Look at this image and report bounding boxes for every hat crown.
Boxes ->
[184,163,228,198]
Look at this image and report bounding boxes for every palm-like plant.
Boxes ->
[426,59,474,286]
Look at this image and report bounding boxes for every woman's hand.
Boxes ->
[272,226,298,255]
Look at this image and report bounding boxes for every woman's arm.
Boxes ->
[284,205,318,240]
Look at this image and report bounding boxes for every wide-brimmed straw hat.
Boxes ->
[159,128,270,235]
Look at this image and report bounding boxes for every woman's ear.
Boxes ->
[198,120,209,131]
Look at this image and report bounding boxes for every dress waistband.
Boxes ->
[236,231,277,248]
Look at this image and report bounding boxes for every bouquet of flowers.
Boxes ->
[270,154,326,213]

* * * *

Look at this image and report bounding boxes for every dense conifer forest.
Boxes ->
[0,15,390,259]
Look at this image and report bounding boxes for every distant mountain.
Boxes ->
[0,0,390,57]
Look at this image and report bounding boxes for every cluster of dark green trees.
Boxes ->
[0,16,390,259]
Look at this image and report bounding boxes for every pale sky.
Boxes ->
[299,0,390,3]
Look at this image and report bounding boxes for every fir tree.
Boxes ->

* * * *

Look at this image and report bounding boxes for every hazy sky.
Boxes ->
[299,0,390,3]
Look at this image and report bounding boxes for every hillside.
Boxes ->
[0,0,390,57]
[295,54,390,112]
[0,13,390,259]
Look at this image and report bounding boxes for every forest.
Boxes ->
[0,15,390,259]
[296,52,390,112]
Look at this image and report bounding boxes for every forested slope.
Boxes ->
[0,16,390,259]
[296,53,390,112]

* * * *

Put the records from the line containing "every woman's hand." through the line containing "[270,154,326,213]", both included, into a numbered list with blank lines omitted.

1. Look at this image and report bounding boxes for every woman's hand.
2. Boxes ->
3. [272,226,298,255]
4. Look at this image and report bounding boxes for every woman's arm.
5. Boxes ->
6. [284,205,318,240]
7. Look at this image and report bounding boxes for every wide-brimmed straw hat.
8. Boxes ->
9. [159,128,270,235]
10. Look at this image and report bounding boxes for every woman's ear.
11. Boxes ->
12. [198,120,209,131]
13. Look at this image and report bounding boxes for every dress waistband.
14. Boxes ->
15. [236,231,277,248]
16. Look at this image and report bounding boxes for every bouquet of flowers.
17. Boxes ->
18. [270,154,326,213]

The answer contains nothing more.